**ACTION ITEM:**
Below are lines of data, and only some are wanted. Please repeat exactly those from the line that has "positive clicks: (208, 95)" through the line that has "113L192 131L213 129L218".

Top of INFORMATION

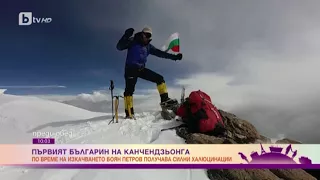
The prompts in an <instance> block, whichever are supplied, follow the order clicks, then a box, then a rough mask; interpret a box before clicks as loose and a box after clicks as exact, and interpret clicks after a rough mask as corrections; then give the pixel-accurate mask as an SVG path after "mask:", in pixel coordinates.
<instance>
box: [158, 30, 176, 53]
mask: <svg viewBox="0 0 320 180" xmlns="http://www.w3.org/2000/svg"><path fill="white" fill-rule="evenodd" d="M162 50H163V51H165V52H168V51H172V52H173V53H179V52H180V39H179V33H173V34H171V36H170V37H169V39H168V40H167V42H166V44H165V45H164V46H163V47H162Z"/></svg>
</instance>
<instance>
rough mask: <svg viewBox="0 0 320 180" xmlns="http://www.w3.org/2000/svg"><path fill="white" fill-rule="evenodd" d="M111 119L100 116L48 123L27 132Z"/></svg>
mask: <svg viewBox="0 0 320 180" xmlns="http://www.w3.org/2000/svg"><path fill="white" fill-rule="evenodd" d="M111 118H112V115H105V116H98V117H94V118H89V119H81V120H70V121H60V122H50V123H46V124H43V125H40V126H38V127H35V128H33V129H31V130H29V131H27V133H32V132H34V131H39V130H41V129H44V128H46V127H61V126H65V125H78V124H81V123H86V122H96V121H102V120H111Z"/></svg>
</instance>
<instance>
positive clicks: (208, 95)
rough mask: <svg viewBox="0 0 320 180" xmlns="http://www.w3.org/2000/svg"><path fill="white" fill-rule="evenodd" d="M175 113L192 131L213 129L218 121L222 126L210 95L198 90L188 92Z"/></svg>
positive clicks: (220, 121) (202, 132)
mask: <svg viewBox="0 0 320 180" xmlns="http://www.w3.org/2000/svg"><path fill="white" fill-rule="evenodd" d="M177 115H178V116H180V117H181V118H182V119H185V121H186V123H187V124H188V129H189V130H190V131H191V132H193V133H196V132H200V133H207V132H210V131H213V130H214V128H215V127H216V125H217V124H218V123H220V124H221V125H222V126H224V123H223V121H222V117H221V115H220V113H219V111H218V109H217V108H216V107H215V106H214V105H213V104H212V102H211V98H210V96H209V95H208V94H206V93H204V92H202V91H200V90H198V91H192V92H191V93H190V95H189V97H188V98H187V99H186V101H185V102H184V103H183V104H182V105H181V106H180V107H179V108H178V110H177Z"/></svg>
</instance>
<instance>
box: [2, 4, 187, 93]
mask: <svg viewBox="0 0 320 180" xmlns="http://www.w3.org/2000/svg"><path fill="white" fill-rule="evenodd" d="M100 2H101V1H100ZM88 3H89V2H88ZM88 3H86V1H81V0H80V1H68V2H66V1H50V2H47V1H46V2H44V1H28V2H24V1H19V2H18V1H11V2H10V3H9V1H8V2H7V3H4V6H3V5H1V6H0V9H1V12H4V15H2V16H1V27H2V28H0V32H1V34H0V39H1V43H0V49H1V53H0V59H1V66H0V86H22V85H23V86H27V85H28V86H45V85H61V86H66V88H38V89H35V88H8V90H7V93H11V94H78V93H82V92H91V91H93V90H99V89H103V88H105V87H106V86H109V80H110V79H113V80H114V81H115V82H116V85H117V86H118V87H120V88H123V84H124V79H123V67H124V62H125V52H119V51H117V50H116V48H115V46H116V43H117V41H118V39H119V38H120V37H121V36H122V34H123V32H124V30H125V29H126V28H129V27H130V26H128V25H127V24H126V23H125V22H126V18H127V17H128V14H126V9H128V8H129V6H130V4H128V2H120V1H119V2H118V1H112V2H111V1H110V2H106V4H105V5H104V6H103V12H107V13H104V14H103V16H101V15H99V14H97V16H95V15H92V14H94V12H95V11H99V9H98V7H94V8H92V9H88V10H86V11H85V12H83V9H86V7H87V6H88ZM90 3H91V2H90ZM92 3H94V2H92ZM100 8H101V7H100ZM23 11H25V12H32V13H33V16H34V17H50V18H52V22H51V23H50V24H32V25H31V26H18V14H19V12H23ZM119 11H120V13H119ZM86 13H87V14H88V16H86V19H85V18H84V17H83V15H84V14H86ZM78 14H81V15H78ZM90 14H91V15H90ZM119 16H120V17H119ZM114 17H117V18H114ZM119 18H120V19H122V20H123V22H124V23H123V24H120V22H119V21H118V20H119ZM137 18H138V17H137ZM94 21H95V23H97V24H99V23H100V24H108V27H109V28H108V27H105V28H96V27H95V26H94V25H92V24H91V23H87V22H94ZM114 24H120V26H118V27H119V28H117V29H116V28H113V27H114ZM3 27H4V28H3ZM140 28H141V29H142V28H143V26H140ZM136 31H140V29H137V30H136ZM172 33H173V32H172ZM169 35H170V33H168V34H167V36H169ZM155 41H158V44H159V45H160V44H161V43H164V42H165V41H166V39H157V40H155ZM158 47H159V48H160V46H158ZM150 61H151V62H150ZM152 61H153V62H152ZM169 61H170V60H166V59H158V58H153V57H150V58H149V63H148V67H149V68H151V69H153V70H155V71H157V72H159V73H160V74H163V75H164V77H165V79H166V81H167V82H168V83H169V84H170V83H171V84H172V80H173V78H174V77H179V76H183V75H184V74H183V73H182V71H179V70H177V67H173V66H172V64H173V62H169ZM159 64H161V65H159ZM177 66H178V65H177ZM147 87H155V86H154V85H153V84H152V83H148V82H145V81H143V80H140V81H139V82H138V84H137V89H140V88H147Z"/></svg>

Bottom of INFORMATION

**EXERCISE RESPONSE:**
positive clicks: (208, 95)
rough mask: <svg viewBox="0 0 320 180" xmlns="http://www.w3.org/2000/svg"><path fill="white" fill-rule="evenodd" d="M175 113L192 131L213 129L218 121L222 126L210 95L198 90L188 92Z"/></svg>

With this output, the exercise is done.